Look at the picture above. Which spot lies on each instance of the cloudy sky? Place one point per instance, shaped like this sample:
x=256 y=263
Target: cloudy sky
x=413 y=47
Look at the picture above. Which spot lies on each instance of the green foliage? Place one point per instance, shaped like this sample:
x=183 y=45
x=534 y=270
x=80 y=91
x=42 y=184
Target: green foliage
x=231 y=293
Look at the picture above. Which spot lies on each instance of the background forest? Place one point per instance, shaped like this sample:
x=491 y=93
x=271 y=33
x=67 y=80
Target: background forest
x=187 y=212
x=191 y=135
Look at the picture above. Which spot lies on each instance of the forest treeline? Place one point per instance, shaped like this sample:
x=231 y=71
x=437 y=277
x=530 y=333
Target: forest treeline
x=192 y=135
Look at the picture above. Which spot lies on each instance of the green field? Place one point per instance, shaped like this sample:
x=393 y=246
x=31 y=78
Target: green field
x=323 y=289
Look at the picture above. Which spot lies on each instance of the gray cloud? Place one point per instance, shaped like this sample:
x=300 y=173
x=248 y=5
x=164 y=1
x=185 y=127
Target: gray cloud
++++++++++
Write down all the entries again without a single difference.

Look at the picture above. Which spot lies on each instance of the cloudy sky? Place one point per instance, shaped like this sample:
x=256 y=263
Target: cloudy sky
x=413 y=47
Look at the picture above. Which spot lies on each instance of the green foliage? Place one point per instance, shaped like this sample:
x=183 y=45
x=534 y=270
x=80 y=91
x=42 y=184
Target: green foliage
x=231 y=293
Look at the picture above. Which spot lies on each instance of the background forest? Place one point per instance, shaped like this sample:
x=491 y=93
x=271 y=33
x=67 y=80
Target: background forest
x=187 y=212
x=191 y=135
Look at the picture above. Which spot lies on each instance of the forest treeline? Place one point per instance, shaped like this sample:
x=231 y=71
x=437 y=277
x=530 y=333
Target: forest treeline
x=192 y=135
Look at the picture above. Which spot lies on each instance of the green field? Place one point per instance, shaped like this sample:
x=393 y=246
x=31 y=78
Target: green field
x=323 y=289
Look at the picture above. Which spot lies on each instance of the gray cloud? Place one point per instance, shaped like this sample:
x=300 y=173
x=248 y=5
x=164 y=1
x=185 y=127
Target: gray cloud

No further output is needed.